EXCERPT —
┌──

Holyoke Medical Center, formerly known as Holyoke City Hospital, is a full-service, community and regional non-profit medical center located in Holyoke, Massachusetts. Holyoke Medical has 198 beds in the main hospital and runs a comprehensive healthcare system that includes the VNA, River Valley Counseling Center and Western Mass Physician Associates, a physician practice group. The service area for hospital covers Greater Holyoke area, with towns in both Hampshire and Hampden County including Holyoke, Chicopee, South Hadley, Granby, Easthampton, Southampton, West Springfield, and Belchertown.

==History==
In April 1891, a meeting of city civic leaders was held at the residence of William Whiting to discuss need for a modern hospital in Holyoke. Plans were drawn up for a donor subscription fund managed by Catherine Turner and Anna Fairfield Whiting, wives of Edward Taft and Whiting respectively; their largest contributor would be silk-magnate William Skinner, who would subsequently serve as president of the board of directors. By May 23, 1891, the Holyoke City Hospital was established, opening its doors in on June 10, 1893. From 1893 until 1977 the hospital was also home to the Holyoke Hospital School of Nursing.

==Services provided==
Holyoke Medical has 171 physicians on the active medical staff and an additional 96 courtesy or consulting physicians, patients receive care in multiple specialties.

Holyoke Medical opened a new $25.3 million emergency center in June 2017. This group will provide a new crisis center for psychiatric services, 40 treatment areas, and advanced lifesaving equipment.

└──

[Natural-language object grounding data]
┌──

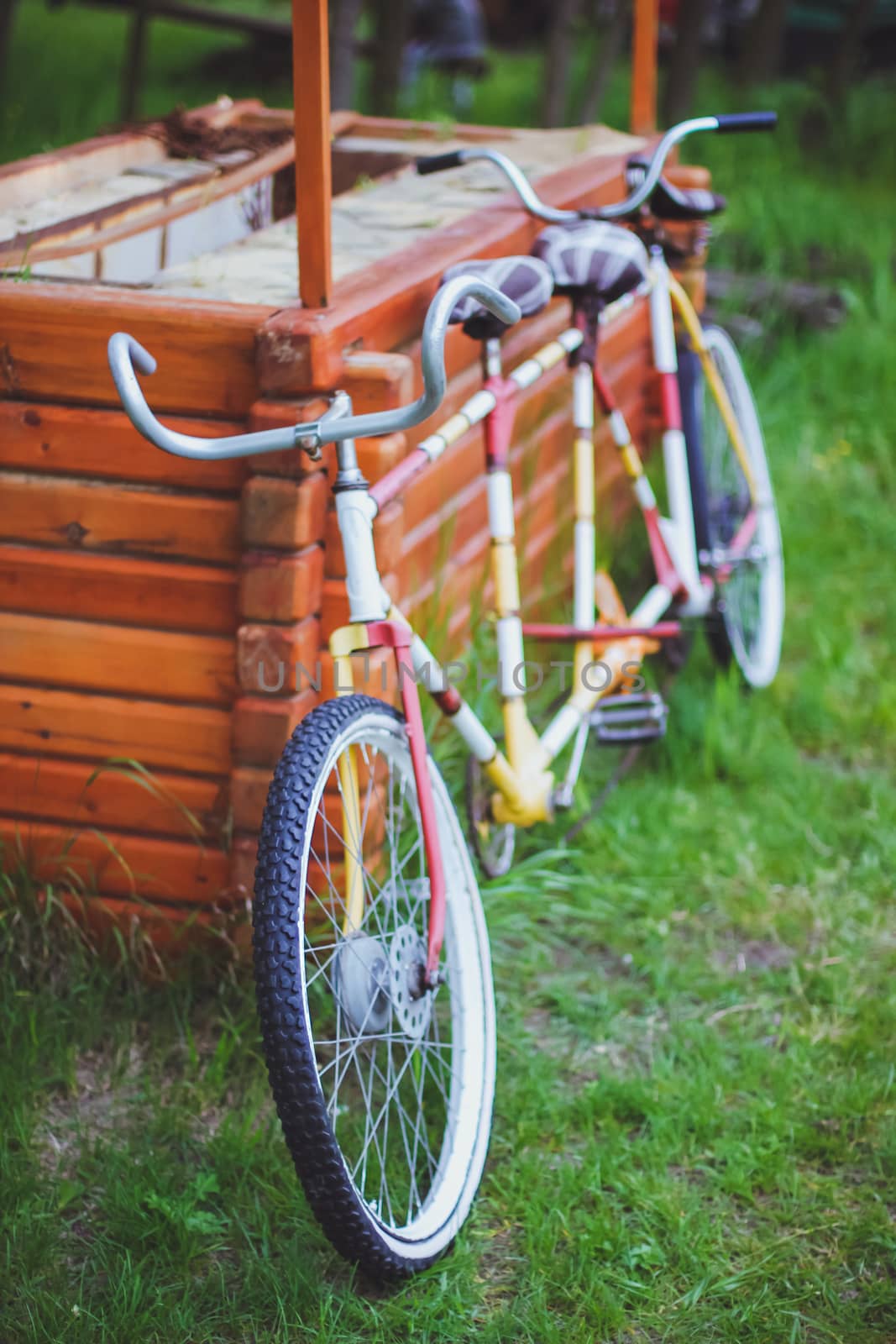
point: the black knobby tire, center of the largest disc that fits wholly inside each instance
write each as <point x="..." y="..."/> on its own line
<point x="282" y="890"/>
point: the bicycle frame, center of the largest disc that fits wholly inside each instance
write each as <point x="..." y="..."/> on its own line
<point x="523" y="779"/>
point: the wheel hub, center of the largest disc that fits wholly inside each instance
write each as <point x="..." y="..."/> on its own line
<point x="363" y="983"/>
<point x="411" y="1001"/>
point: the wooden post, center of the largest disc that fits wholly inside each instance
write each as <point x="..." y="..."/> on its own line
<point x="313" y="176"/>
<point x="644" y="67"/>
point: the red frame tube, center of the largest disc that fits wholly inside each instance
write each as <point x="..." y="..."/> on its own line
<point x="663" y="631"/>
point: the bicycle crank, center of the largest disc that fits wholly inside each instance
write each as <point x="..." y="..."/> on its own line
<point x="631" y="718"/>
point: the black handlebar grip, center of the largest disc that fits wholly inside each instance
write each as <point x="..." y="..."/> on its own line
<point x="734" y="121"/>
<point x="437" y="163"/>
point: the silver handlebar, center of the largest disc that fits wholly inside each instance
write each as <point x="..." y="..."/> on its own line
<point x="540" y="210"/>
<point x="127" y="355"/>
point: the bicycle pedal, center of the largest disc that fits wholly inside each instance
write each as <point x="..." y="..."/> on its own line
<point x="631" y="718"/>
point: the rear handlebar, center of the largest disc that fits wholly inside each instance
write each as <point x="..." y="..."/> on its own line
<point x="127" y="355"/>
<point x="537" y="207"/>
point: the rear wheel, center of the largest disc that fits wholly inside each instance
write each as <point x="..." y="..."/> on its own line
<point x="383" y="1086"/>
<point x="747" y="618"/>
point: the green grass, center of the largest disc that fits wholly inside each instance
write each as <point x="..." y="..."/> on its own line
<point x="694" y="1135"/>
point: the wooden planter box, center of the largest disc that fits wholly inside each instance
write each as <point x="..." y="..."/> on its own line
<point x="147" y="602"/>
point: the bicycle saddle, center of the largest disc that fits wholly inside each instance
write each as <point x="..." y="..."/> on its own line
<point x="589" y="257"/>
<point x="668" y="202"/>
<point x="524" y="280"/>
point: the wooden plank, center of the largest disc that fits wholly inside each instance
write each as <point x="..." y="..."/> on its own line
<point x="110" y="658"/>
<point x="118" y="864"/>
<point x="71" y="723"/>
<point x="270" y="658"/>
<point x="284" y="514"/>
<point x="82" y="795"/>
<point x="264" y="723"/>
<point x="54" y="340"/>
<point x="642" y="113"/>
<point x="313" y="181"/>
<point x="80" y="441"/>
<point x="275" y="586"/>
<point x="154" y="927"/>
<point x="118" y="589"/>
<point x="43" y="175"/>
<point x="102" y="228"/>
<point x="127" y="519"/>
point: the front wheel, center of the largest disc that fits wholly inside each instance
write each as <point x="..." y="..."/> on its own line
<point x="383" y="1088"/>
<point x="748" y="615"/>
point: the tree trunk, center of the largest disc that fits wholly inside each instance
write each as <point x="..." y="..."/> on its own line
<point x="392" y="22"/>
<point x="605" y="60"/>
<point x="134" y="64"/>
<point x="763" y="44"/>
<point x="557" y="69"/>
<point x="685" y="60"/>
<point x="344" y="15"/>
<point x="846" y="58"/>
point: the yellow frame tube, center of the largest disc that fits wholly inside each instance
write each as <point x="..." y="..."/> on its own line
<point x="343" y="643"/>
<point x="694" y="331"/>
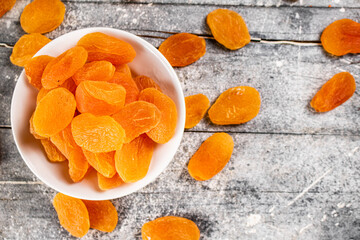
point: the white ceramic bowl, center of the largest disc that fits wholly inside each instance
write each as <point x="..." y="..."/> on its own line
<point x="148" y="61"/>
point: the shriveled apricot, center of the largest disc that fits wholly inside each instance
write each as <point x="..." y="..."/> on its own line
<point x="196" y="107"/>
<point x="183" y="49"/>
<point x="63" y="67"/>
<point x="99" y="98"/>
<point x="132" y="161"/>
<point x="170" y="228"/>
<point x="103" y="215"/>
<point x="212" y="156"/>
<point x="104" y="163"/>
<point x="42" y="16"/>
<point x="73" y="214"/>
<point x="53" y="154"/>
<point x="341" y="37"/>
<point x="54" y="112"/>
<point x="97" y="134"/>
<point x="334" y="92"/>
<point x="228" y="28"/>
<point x="144" y="82"/>
<point x="26" y="47"/>
<point x="165" y="130"/>
<point x="95" y="71"/>
<point x="104" y="47"/>
<point x="137" y="118"/>
<point x="235" y="106"/>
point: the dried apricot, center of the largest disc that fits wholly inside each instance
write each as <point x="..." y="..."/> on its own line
<point x="228" y="28"/>
<point x="212" y="156"/>
<point x="165" y="130"/>
<point x="196" y="107"/>
<point x="73" y="214"/>
<point x="26" y="47"/>
<point x="42" y="16"/>
<point x="334" y="92"/>
<point x="341" y="37"/>
<point x="132" y="161"/>
<point x="63" y="67"/>
<point x="103" y="215"/>
<point x="235" y="106"/>
<point x="183" y="49"/>
<point x="137" y="118"/>
<point x="97" y="134"/>
<point x="170" y="228"/>
<point x="104" y="47"/>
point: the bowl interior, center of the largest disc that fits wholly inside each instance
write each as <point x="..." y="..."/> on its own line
<point x="148" y="61"/>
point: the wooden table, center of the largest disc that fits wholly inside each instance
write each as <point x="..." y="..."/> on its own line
<point x="294" y="174"/>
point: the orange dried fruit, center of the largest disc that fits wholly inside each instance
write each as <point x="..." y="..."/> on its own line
<point x="228" y="28"/>
<point x="73" y="214"/>
<point x="235" y="106"/>
<point x="212" y="156"/>
<point x="42" y="16"/>
<point x="170" y="228"/>
<point x="341" y="37"/>
<point x="97" y="134"/>
<point x="196" y="107"/>
<point x="165" y="130"/>
<point x="183" y="49"/>
<point x="104" y="47"/>
<point x="54" y="112"/>
<point x="132" y="161"/>
<point x="95" y="71"/>
<point x="137" y="118"/>
<point x="35" y="68"/>
<point x="99" y="98"/>
<point x="104" y="163"/>
<point x="63" y="67"/>
<point x="334" y="92"/>
<point x="102" y="214"/>
<point x="26" y="47"/>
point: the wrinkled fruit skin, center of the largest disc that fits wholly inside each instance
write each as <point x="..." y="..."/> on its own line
<point x="235" y="106"/>
<point x="212" y="156"/>
<point x="334" y="92"/>
<point x="170" y="228"/>
<point x="228" y="28"/>
<point x="183" y="49"/>
<point x="341" y="37"/>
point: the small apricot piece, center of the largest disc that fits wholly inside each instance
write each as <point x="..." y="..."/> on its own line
<point x="99" y="98"/>
<point x="228" y="28"/>
<point x="235" y="106"/>
<point x="103" y="215"/>
<point x="53" y="154"/>
<point x="73" y="214"/>
<point x="95" y="71"/>
<point x="63" y="67"/>
<point x="104" y="163"/>
<point x="144" y="82"/>
<point x="212" y="156"/>
<point x="132" y="161"/>
<point x="42" y="16"/>
<point x="183" y="49"/>
<point x="341" y="37"/>
<point x="170" y="228"/>
<point x="26" y="47"/>
<point x="137" y="118"/>
<point x="97" y="134"/>
<point x="196" y="107"/>
<point x="334" y="92"/>
<point x="165" y="130"/>
<point x="54" y="112"/>
<point x="104" y="47"/>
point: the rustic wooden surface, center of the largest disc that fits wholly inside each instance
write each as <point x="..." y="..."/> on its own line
<point x="294" y="174"/>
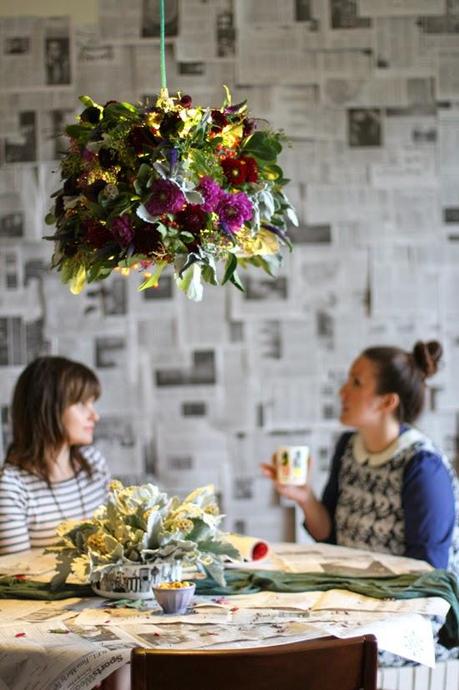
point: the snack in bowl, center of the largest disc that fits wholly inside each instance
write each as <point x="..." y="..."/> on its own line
<point x="173" y="585"/>
<point x="174" y="597"/>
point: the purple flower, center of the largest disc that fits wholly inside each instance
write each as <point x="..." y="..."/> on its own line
<point x="234" y="210"/>
<point x="122" y="230"/>
<point x="166" y="197"/>
<point x="211" y="192"/>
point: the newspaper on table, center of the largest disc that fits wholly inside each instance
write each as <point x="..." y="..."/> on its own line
<point x="37" y="53"/>
<point x="136" y="21"/>
<point x="207" y="31"/>
<point x="77" y="663"/>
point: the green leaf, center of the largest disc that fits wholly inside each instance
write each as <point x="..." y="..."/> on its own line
<point x="129" y="107"/>
<point x="142" y="212"/>
<point x="88" y="102"/>
<point x="153" y="280"/>
<point x="227" y="101"/>
<point x="291" y="215"/>
<point x="262" y="145"/>
<point x="77" y="131"/>
<point x="189" y="280"/>
<point x="237" y="281"/>
<point x="230" y="267"/>
<point x="209" y="274"/>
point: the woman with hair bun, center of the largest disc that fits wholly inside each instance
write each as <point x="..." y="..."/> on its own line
<point x="52" y="472"/>
<point x="390" y="489"/>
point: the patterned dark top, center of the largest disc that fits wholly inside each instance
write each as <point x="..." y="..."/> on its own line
<point x="403" y="501"/>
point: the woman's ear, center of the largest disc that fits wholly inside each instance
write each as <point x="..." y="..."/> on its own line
<point x="391" y="402"/>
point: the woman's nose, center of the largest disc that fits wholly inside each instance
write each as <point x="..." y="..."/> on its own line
<point x="94" y="414"/>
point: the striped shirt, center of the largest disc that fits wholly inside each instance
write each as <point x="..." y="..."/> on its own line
<point x="30" y="511"/>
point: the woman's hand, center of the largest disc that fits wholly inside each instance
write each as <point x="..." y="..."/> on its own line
<point x="317" y="518"/>
<point x="299" y="494"/>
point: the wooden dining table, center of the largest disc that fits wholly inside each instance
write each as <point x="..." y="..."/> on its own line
<point x="82" y="642"/>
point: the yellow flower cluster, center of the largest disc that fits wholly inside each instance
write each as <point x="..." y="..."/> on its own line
<point x="97" y="542"/>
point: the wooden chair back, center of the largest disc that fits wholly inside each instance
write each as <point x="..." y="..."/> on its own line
<point x="321" y="664"/>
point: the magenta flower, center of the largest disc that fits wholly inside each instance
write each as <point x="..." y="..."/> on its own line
<point x="166" y="197"/>
<point x="234" y="210"/>
<point x="122" y="230"/>
<point x="211" y="192"/>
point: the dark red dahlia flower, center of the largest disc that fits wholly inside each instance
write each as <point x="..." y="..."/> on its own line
<point x="92" y="190"/>
<point x="219" y="120"/>
<point x="147" y="239"/>
<point x="170" y="124"/>
<point x="142" y="137"/>
<point x="251" y="168"/>
<point x="193" y="218"/>
<point x="96" y="234"/>
<point x="234" y="170"/>
<point x="107" y="158"/>
<point x="186" y="101"/>
<point x="70" y="187"/>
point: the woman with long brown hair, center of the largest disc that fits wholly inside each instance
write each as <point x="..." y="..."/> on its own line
<point x="390" y="488"/>
<point x="51" y="472"/>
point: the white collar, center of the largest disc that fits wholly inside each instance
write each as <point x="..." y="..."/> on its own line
<point x="362" y="455"/>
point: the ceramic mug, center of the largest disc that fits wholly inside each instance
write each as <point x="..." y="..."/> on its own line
<point x="292" y="464"/>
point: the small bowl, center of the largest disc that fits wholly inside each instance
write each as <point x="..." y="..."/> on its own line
<point x="174" y="599"/>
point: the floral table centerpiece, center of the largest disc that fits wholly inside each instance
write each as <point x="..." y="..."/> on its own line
<point x="140" y="527"/>
<point x="169" y="183"/>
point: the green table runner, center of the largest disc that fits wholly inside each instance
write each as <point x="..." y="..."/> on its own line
<point x="437" y="583"/>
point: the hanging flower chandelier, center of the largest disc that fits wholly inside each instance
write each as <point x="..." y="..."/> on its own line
<point x="171" y="183"/>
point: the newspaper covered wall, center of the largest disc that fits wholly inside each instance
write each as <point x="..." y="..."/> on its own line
<point x="194" y="393"/>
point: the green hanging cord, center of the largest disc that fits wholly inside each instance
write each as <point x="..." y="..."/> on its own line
<point x="164" y="92"/>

└──

REQUIRED WORK —
• 1. From the Holyoke Medical Center text, extract the passage that starts at the words "Holyoke Medical Center, formerly" and stops after "Springfield, and Belchertown.", copying it word for word.
• 2. List every town the Holyoke Medical Center text names as part of the hospital's service area.

OUTPUTS IN ORDER —
• 1.
Holyoke Medical Center, formerly known as Holyoke City Hospital, is a full-service, community and regional non-profit medical center located in Holyoke, Massachusetts. Holyoke Medical has 198 beds in the main hospital and runs a comprehensive healthcare system that includes the VNA, River Valley Counseling Center and Western Mass Physician Associates, a physician practice group. The service area for hospital covers Greater Holyoke area, with towns in both Hampshire and Hampden County including Holyoke, Chicopee, South Hadley, Granby, Easthampton, Southampton, West Springfield, and Belchertown.

• 2. Holyoke, Chicopee, South Hadley, Granby, Easthampton, Southampton, West Springfield, Belchertown